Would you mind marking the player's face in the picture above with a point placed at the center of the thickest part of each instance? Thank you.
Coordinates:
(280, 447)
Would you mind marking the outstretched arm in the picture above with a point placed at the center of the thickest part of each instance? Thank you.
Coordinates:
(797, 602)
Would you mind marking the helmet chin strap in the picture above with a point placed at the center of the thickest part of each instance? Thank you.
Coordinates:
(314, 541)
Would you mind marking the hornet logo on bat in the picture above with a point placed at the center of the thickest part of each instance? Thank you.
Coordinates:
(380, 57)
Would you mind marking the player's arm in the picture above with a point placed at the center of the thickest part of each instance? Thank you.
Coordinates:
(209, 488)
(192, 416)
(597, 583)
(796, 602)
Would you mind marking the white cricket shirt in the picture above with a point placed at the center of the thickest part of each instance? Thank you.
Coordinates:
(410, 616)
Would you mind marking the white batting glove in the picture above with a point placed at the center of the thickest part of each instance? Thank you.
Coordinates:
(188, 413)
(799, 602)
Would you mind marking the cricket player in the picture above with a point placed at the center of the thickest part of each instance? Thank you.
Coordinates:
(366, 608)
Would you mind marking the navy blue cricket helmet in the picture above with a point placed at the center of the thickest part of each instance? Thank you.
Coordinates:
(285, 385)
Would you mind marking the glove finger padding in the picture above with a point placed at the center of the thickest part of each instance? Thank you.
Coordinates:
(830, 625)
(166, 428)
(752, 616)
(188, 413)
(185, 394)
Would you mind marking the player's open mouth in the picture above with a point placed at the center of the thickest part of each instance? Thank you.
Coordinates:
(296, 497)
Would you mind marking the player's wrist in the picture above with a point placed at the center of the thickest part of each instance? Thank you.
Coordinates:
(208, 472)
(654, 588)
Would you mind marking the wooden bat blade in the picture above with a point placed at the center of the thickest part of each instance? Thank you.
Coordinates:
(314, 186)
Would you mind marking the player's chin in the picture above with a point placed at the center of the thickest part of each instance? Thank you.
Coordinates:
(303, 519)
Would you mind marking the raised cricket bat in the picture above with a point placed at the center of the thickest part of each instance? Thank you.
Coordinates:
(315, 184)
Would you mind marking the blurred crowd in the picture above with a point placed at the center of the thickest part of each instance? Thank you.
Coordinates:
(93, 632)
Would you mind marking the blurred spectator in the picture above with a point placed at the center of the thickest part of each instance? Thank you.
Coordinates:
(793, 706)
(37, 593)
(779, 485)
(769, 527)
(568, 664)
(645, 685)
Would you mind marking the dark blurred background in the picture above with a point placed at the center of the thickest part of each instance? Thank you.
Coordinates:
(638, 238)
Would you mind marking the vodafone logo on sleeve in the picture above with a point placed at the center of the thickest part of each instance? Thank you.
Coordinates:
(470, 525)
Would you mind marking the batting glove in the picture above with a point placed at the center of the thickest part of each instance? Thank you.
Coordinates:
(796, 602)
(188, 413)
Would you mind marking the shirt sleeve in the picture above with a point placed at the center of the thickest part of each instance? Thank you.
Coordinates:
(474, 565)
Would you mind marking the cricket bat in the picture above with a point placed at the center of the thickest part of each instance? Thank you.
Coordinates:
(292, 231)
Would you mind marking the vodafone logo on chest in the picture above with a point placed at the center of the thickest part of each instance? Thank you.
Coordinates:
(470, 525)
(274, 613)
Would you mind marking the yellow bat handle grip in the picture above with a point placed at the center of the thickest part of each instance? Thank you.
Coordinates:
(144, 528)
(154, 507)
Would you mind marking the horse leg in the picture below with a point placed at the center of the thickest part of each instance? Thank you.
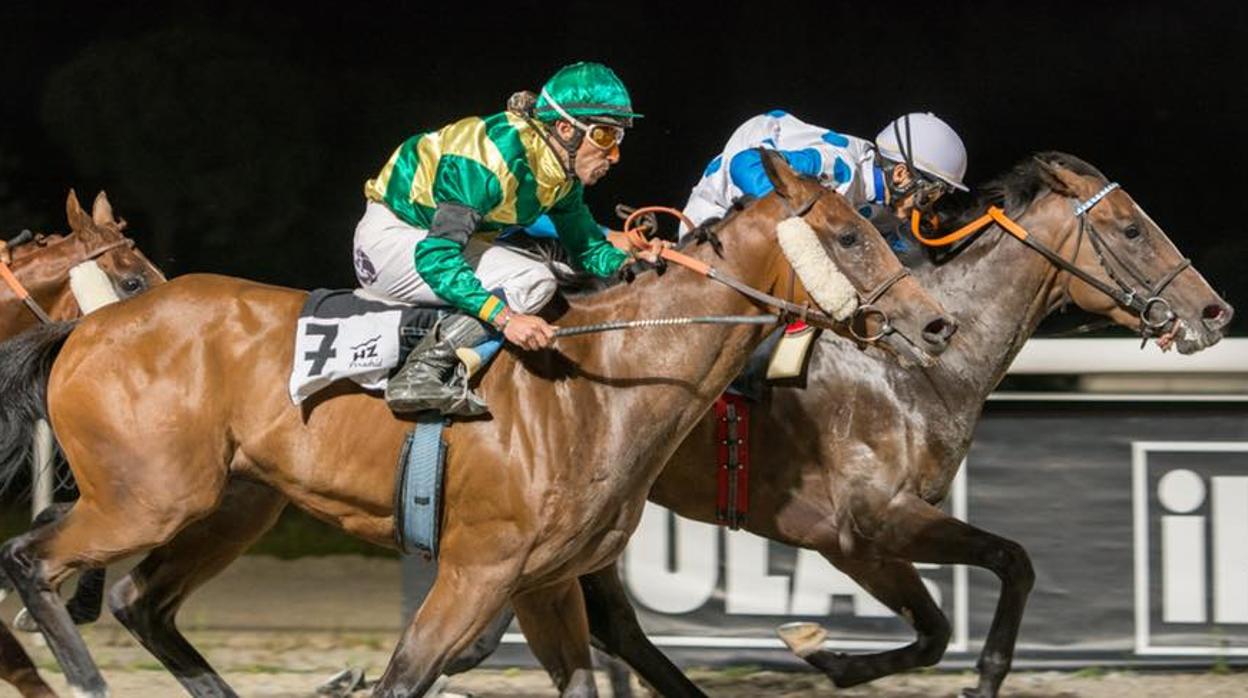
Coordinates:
(897, 584)
(483, 646)
(36, 573)
(147, 599)
(921, 532)
(18, 669)
(615, 627)
(457, 611)
(94, 535)
(554, 623)
(87, 598)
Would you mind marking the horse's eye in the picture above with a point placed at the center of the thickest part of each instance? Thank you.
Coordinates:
(132, 285)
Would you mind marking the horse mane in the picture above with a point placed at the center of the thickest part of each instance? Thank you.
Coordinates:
(1014, 191)
(1021, 185)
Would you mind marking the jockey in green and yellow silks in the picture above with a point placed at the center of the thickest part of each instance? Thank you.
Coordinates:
(441, 199)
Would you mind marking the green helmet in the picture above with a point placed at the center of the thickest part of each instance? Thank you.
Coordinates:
(585, 90)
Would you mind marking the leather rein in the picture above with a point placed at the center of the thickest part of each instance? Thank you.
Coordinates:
(788, 310)
(1135, 292)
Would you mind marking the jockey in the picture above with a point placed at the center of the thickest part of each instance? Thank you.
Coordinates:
(914, 160)
(437, 205)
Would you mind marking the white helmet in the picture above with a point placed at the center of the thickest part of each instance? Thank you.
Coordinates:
(927, 144)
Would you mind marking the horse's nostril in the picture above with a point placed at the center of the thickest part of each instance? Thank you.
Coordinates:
(939, 331)
(1216, 316)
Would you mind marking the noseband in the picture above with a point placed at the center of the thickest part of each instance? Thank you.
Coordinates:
(24, 295)
(1136, 292)
(1142, 297)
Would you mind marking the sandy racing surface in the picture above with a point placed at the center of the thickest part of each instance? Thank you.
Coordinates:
(278, 628)
(292, 664)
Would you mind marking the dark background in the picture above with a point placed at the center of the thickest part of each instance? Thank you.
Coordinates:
(236, 136)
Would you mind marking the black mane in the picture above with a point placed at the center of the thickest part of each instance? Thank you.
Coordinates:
(1025, 182)
(1014, 191)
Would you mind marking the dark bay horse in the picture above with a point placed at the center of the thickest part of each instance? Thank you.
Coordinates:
(865, 492)
(43, 266)
(175, 402)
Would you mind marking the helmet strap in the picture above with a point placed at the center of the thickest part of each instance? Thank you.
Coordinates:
(569, 145)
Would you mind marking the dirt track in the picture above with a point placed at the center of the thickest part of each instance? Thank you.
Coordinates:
(288, 659)
(291, 664)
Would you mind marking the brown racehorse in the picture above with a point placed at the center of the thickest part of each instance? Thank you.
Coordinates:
(159, 402)
(865, 493)
(1016, 289)
(43, 267)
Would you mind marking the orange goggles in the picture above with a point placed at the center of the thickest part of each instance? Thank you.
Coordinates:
(603, 135)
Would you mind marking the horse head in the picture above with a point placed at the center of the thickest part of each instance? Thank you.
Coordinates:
(836, 259)
(1138, 277)
(100, 240)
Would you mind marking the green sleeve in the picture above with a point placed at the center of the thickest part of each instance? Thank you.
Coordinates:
(439, 257)
(582, 237)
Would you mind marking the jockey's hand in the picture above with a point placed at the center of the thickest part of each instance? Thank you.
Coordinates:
(529, 331)
(619, 240)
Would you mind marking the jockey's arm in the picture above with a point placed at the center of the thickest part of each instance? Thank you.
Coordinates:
(439, 260)
(583, 237)
(746, 170)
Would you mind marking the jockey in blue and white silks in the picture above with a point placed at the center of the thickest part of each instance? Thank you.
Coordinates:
(912, 161)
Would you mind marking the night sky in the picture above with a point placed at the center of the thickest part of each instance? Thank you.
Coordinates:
(236, 136)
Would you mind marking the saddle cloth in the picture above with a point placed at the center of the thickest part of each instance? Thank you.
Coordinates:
(353, 335)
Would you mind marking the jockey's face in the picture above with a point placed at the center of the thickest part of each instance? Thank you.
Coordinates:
(901, 179)
(592, 161)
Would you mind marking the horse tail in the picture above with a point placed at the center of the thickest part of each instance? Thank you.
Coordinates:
(25, 363)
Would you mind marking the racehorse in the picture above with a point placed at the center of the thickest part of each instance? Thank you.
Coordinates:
(41, 266)
(176, 401)
(865, 492)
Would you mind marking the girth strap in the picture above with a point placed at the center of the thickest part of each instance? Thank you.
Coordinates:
(733, 465)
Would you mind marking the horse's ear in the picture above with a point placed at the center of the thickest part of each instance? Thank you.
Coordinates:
(78, 217)
(779, 172)
(101, 211)
(1060, 180)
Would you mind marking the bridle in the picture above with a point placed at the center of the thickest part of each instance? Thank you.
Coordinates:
(789, 310)
(1133, 292)
(10, 280)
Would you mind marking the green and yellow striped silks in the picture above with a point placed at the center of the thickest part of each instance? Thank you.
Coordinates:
(501, 166)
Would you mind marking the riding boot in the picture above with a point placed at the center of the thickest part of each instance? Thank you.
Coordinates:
(438, 370)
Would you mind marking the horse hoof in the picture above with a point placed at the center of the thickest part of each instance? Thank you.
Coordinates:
(803, 638)
(25, 622)
(342, 683)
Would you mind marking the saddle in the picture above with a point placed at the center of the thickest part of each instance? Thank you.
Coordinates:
(355, 335)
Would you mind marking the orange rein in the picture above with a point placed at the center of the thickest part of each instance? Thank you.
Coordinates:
(11, 281)
(639, 241)
(994, 215)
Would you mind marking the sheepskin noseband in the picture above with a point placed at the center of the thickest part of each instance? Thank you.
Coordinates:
(818, 272)
(91, 287)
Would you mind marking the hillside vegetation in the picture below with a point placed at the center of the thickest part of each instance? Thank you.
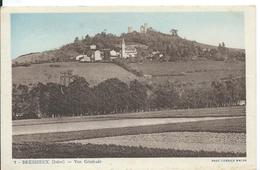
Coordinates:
(174, 48)
(94, 73)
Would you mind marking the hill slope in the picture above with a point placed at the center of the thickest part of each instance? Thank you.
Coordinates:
(175, 47)
(94, 73)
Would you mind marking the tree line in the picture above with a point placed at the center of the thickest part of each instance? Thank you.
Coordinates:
(115, 96)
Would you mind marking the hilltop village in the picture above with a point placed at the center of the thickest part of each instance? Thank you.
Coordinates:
(146, 44)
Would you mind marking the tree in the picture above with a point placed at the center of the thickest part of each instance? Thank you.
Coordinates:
(112, 96)
(80, 96)
(138, 96)
(76, 39)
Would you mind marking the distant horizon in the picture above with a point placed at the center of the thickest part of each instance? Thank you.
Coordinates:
(38, 32)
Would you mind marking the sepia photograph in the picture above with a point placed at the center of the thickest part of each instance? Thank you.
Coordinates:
(91, 85)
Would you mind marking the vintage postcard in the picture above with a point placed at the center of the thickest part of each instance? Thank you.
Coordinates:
(116, 88)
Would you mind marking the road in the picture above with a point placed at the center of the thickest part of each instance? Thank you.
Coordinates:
(52, 127)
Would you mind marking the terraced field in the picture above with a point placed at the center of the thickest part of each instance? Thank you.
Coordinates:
(194, 141)
(50, 72)
(191, 72)
(177, 133)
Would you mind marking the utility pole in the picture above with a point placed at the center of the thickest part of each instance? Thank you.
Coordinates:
(66, 77)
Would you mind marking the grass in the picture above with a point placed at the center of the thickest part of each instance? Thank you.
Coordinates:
(190, 72)
(93, 72)
(237, 125)
(182, 113)
(39, 150)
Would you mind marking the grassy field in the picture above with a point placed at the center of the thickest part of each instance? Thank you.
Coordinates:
(194, 141)
(191, 72)
(46, 145)
(40, 150)
(50, 72)
(182, 113)
(236, 125)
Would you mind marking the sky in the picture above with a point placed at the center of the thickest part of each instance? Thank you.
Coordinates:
(36, 32)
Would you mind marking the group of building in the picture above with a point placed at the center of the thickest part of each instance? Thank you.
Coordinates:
(97, 55)
(125, 52)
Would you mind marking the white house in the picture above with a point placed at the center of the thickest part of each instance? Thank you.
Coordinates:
(93, 47)
(97, 55)
(113, 53)
(85, 59)
(79, 57)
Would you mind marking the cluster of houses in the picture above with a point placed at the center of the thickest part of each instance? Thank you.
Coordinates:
(125, 52)
(97, 55)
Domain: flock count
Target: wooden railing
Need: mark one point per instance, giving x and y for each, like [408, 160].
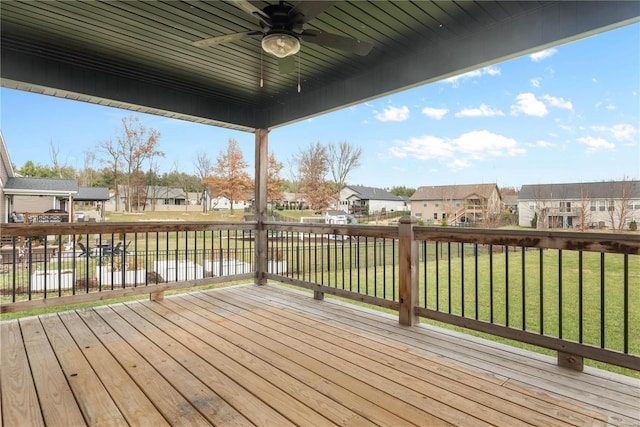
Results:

-*-*-

Given problem:
Give back word for word the lines from the one containing "Would you mind marking the terraced" through the final line of the data above. Pictures are to be left out.

Solution to the exercise:
Would you mind marking the terraced field in the picture above with a point placed at the center of the thickest part of each instance? Thank you.
Coordinates:
(194, 141)
(50, 72)
(191, 72)
(177, 133)
Would you mind marking the utility pole in the picture above with a point placed at the center of the thickest part of each instance? Thank you.
Coordinates:
(66, 77)
Would you mind marking the grass in the picture above with a point placed at the center of the thickest part of each instance? Thank you.
Coordinates:
(190, 72)
(93, 72)
(237, 125)
(182, 113)
(39, 150)
Would you mind marking the grassy field in the picture above with a point placed at the center of the thickest part of each instance? Thank you.
Coordinates:
(194, 141)
(191, 72)
(46, 145)
(40, 150)
(50, 72)
(182, 113)
(236, 125)
Would you mind marking the sky in the picture above with a point placed at the center of the thickest part of each instance? Thank you.
Coordinates:
(36, 32)
Would you mind marking the group of building in the picture above with a point placed at the center of the thickest part of each instance? Thank you.
Coordinates:
(97, 55)
(125, 52)
Would you mind marking the white house in the picture above with a point placed at the center of the thickest part of each instance? Thank you.
Coordinates:
(93, 47)
(97, 55)
(113, 53)
(85, 59)
(79, 57)
Would you mind marking the cluster of houses in the picture above with a point placed at the center of the thickest part of each instance? Thank you.
Coordinates:
(125, 52)
(97, 55)
Domain: flock count
Target: wooden railing
Need: mark one point per instance, giving x and y for each, like [408, 160].
Results:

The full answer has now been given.